**Given records:**
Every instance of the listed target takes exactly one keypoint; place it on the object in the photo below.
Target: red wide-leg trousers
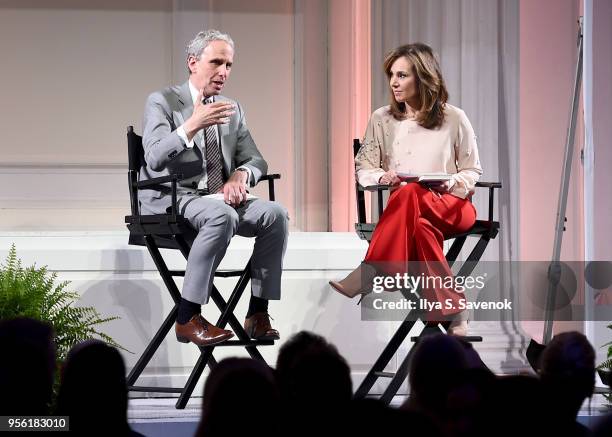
(412, 228)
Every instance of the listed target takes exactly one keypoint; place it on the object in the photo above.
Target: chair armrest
(373, 187)
(489, 184)
(160, 180)
(173, 179)
(269, 177)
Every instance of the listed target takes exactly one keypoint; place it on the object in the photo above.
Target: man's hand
(389, 178)
(234, 190)
(207, 115)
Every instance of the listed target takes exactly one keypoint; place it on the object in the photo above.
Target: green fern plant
(607, 364)
(33, 292)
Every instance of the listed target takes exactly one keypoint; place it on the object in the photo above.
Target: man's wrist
(246, 174)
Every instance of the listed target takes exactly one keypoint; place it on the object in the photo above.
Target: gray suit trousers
(216, 223)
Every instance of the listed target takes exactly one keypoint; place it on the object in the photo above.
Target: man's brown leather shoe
(201, 332)
(258, 327)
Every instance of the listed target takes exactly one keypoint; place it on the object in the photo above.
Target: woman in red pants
(418, 133)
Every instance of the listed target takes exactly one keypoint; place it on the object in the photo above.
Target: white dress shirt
(200, 134)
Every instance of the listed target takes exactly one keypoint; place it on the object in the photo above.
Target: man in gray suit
(191, 129)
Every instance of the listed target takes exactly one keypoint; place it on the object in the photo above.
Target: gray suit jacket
(165, 152)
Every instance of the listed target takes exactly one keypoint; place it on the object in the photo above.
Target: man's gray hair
(197, 45)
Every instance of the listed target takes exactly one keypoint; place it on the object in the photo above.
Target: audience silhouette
(452, 392)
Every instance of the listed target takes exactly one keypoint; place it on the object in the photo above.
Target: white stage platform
(158, 417)
(121, 280)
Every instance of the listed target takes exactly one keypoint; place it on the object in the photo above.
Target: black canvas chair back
(484, 230)
(173, 231)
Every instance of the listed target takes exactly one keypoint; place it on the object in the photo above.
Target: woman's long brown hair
(430, 84)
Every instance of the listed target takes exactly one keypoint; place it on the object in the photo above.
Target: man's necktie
(214, 169)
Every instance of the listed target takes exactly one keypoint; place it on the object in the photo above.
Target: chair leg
(400, 376)
(227, 316)
(453, 252)
(204, 358)
(163, 269)
(384, 358)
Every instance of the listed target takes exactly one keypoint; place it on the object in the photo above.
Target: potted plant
(33, 292)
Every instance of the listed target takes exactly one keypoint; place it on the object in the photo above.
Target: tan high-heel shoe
(359, 281)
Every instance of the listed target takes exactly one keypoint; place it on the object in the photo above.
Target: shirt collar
(194, 93)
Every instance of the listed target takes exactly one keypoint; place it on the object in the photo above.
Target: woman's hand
(389, 178)
(441, 188)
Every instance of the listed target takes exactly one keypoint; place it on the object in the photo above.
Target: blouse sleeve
(368, 162)
(468, 163)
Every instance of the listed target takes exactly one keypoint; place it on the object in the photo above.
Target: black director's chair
(173, 231)
(485, 230)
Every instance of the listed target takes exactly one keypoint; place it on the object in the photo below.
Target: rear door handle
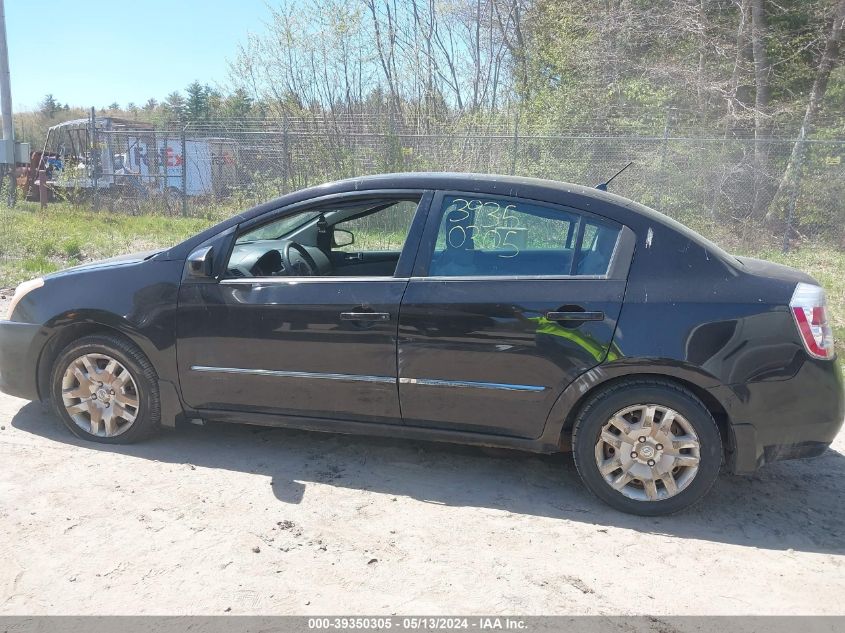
(365, 316)
(575, 316)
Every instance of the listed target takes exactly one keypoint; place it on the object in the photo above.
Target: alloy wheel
(100, 395)
(648, 452)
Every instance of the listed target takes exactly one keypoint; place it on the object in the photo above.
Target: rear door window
(489, 236)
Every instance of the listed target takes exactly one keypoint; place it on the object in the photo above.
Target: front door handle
(365, 316)
(575, 316)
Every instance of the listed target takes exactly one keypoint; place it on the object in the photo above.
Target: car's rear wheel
(105, 389)
(647, 447)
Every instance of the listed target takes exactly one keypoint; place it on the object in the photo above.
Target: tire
(107, 377)
(682, 430)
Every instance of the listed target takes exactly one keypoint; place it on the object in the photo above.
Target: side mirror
(342, 237)
(200, 263)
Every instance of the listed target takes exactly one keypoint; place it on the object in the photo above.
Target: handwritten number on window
(495, 230)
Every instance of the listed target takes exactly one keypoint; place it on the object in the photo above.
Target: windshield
(278, 229)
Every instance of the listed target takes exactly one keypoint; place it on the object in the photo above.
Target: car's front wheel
(647, 447)
(105, 389)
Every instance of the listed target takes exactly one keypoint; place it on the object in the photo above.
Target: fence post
(95, 160)
(794, 189)
(184, 172)
(662, 172)
(285, 154)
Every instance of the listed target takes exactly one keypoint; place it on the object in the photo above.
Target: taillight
(809, 309)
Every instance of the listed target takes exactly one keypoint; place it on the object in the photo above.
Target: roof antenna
(603, 186)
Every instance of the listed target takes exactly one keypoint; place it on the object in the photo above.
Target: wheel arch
(69, 327)
(569, 404)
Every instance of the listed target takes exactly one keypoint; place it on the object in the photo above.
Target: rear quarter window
(489, 236)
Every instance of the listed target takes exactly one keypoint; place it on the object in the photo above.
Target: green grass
(35, 242)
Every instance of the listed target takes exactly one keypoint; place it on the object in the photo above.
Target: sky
(94, 52)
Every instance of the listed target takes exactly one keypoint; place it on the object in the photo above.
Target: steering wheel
(305, 265)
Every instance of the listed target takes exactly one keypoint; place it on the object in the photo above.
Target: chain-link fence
(127, 166)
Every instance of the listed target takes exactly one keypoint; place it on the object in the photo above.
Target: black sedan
(486, 310)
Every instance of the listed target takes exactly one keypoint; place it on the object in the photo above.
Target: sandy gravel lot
(230, 519)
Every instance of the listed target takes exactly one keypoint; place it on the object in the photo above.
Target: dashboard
(263, 258)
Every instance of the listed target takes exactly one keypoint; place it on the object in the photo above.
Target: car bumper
(19, 347)
(789, 419)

**Required action:**
Where an entry contains an image, skip the image; repeat everything else exactly.

**Your response:**
Every instance of the listed target takes exactly one keypoint; place it on the object in the photo below.
Target: red wide-leg trousers
(412, 228)
Every instance of the listed target takes exactly one keypoint; place it on the object in the photo above.
Target: chair armrest
(373, 187)
(489, 184)
(160, 180)
(173, 179)
(269, 177)
Every instance of the listed target takes exactly one keypoint; place it on the object in the photo above.
Target: man's hand
(389, 178)
(234, 190)
(207, 115)
Every instance of the listed target takes exactly one keypoint; place it on the object in the photo above.
Target: green fern plant
(607, 364)
(33, 292)
Every instance of the listed target takes exactly one keypoint; place it on the object in the photo above.
Target: man's wrist
(246, 174)
Every instance of the listed target takes exactly one keypoint; place it on the object in the photo above.
Target: gray suit trousers
(216, 223)
Every instance of the listed target takes exactly one keypoint; place it on the object in the photo above.
Target: man's brown leather shoe
(201, 332)
(258, 327)
Every instance of the listed target takes exactly one keypoint; place it on the object in the photo above.
Target: woman in red pants
(418, 133)
Every instance of the listed target takes exactly one keypoint; place it on the object in the photo above.
Target: white dress shirt
(200, 134)
Every instance of the listed target takes exactly one keypoint; place it on the object in the photo above.
Target: man in gray suit
(191, 129)
Every instance of the listed target takes exactly one keypoint; place it on the object in the photo above.
Target: gray suit jacket
(165, 152)
Every instance of the listed target takes exactly one keypoint; place it on the object in the photo above.
Target: man's gray hair
(197, 45)
Every instance of the listed target takes exactly one keypoint; place it on the object in the photo above.
Target: audience silhouette
(452, 392)
Every instance of the listed target takes exactly one keypoint; place it on the object in the photo above.
Target: white stage platform
(158, 417)
(121, 280)
Every instance of the listed target takes exactly one keypoint; place it on the object in the photo above.
Target: black canvas chair back
(484, 230)
(173, 231)
Every instance of the listed target takes exactly one keypoint; place it on the object in the photo above.
Target: woman's long brown hair
(430, 84)
Every instance of the listed target takes exactly one keypoint; place it on the object in the photo above.
Target: man's necktie
(214, 169)
Every instance of the listed target takes exactly one keypoint; place it on the object in the photo above.
Target: chair leg
(400, 376)
(227, 316)
(453, 252)
(204, 358)
(163, 269)
(384, 358)
Every instance of the listed target takes exactly one keypoint; place it on the object in the photo above.
Target: potted plant
(33, 292)
Every instance of the listed target takes exactly one keypoint; place it on the object in the photo above.
Target: tan high-heel shoe
(359, 281)
Every instance of the listed target takes exactly one keypoint; place it on the object in the photo above.
Target: shirt collar
(194, 93)
Every instance of the listed target takes exactly one keypoint; place it on the object in the photo above.
Target: woman's hand
(389, 178)
(441, 188)
Every instance of the listed target takes exactly one keypoint; place it on the object in the photo above.
Target: blouse sleeve
(368, 162)
(468, 163)
Every instance of the listed target takes exactly one keypoint; place it on the object in the photo above.
Target: black director's chair
(173, 231)
(485, 230)
Every instance of the listed target takes exactly one keypoint; place it on the object in the photo below.
Target: rear door handle
(365, 316)
(575, 316)
Every instance of the listed target takes exactly one keypoint; place it on the object in the photo above.
Target: alloy wheel
(100, 395)
(648, 452)
Every instance of the listed target takes exactly one keypoint; place it on the object in the photo above.
Target: rear door window
(489, 236)
Every instance of the listed target takes exactly one keypoint; place it on the object in the photo above.
Target: front door handle
(365, 316)
(575, 316)
Every instance of the listed target takes exactly one keypoint; place it on the object in the photo above.
Target: car's rear wheel
(105, 389)
(647, 447)
Every instance of the listed target takes exactly one keypoint; place it on the object in the photo above.
Target: tire
(107, 377)
(682, 430)
Every instance of the listed target takes exactly one keypoint; place it on the object in the photo above.
Target: side mirror
(342, 237)
(200, 263)
Every instance of the listed target takes exactly one keypoint; place it on the object in the photo above.
Target: handwritten number on window
(495, 230)
Every instance of the listed target takes exactly one keypoint; place it on the object in the photo above.
Target: windshield
(278, 229)
Every instance of the listed target takes exactly one keypoint; place it on the object in the photo above.
Target: car's front wheel
(647, 447)
(105, 389)
Every instance of the listed target takes exactly one keypoint; place it on the object in the photo above.
Target: fence post
(95, 160)
(794, 189)
(184, 172)
(662, 172)
(285, 154)
Every instance of the listed target takes exactly one keypoint; place it on the object in the photo above.
Target: taillight
(809, 309)
Every instance of the listed target takes exactly one keypoint; place it on the object in the photo above.
Target: roof antenna
(603, 186)
Every instance of the listed target takes exactly one keypoint; place it on the object in the photo above.
Target: wheel arch
(69, 327)
(569, 404)
Every instance of the listed target takes exactly one keypoint; place it on the object in the photo above.
Target: rear quarter window
(489, 236)
Every instance of the listed target takes exactly one keypoint; place it on the object in the photo above.
Target: green grass
(35, 242)
Every instance of the listed target takes exactly one keypoint; place it on the object in the photo above.
Target: sky
(94, 52)
Every instance of the listed target takes exactly one keypoint; place it on the object in the photo above.
Target: steering wheel
(305, 265)
Every instance of the listed target takes exactly one keypoint; place it on the object in the photo above.
Target: chain-link fence
(127, 166)
Every instance of the listed target takes exactly one keypoint; place it on the object in the photo above.
Target: black sedan
(486, 310)
Every instance of the listed target takes exactly one keypoint; place it on the object in the photo above.
Target: sandy gravel lot
(230, 519)
Every instance of the listed target takes exactly one keypoint; place it on the object in the photo above.
Target: dashboard
(263, 258)
Every instance of the listed target takes exactly one keypoint; place it on the object in the photo above.
Target: car bumper
(19, 347)
(789, 419)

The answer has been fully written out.